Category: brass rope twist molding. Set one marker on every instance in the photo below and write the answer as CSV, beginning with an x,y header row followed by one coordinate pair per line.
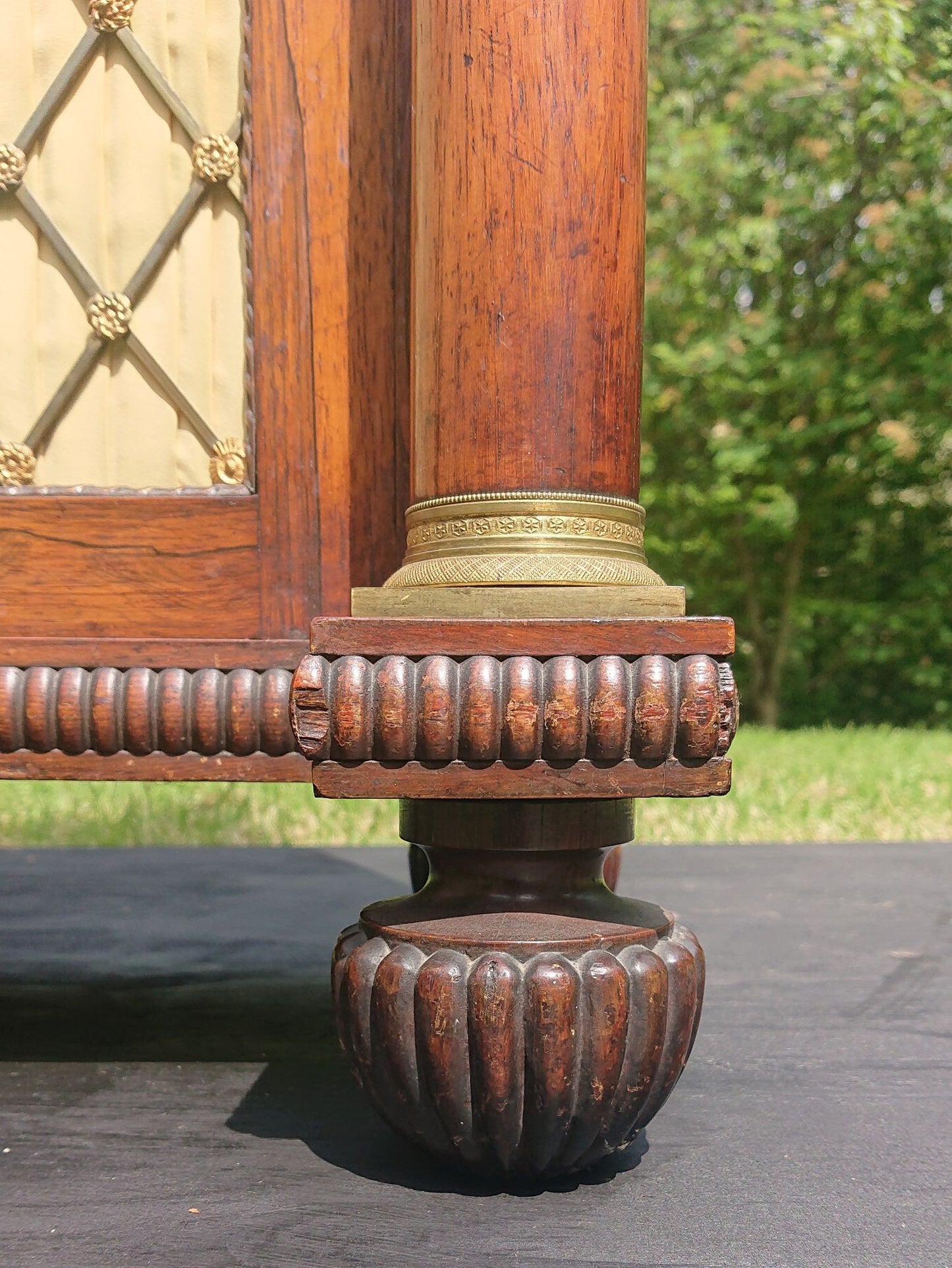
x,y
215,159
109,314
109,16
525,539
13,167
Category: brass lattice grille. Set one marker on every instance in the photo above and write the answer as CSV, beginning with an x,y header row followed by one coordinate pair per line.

Request: Your task is to return the entries above exactly, with no pictures.

Solution for this problem:
Category: brass rope twist molding. Set one marker on every instance in the photo below and write the answer as CSV, beginning with an x,y header row followed by one coordinate pair per line.
x,y
215,159
109,314
109,16
525,539
13,167
Category: brass lattice grille. Set one marker on every instance in the photo above and write the answer as CSV, beginning with an x,y header row followed by one coordinate pair per line.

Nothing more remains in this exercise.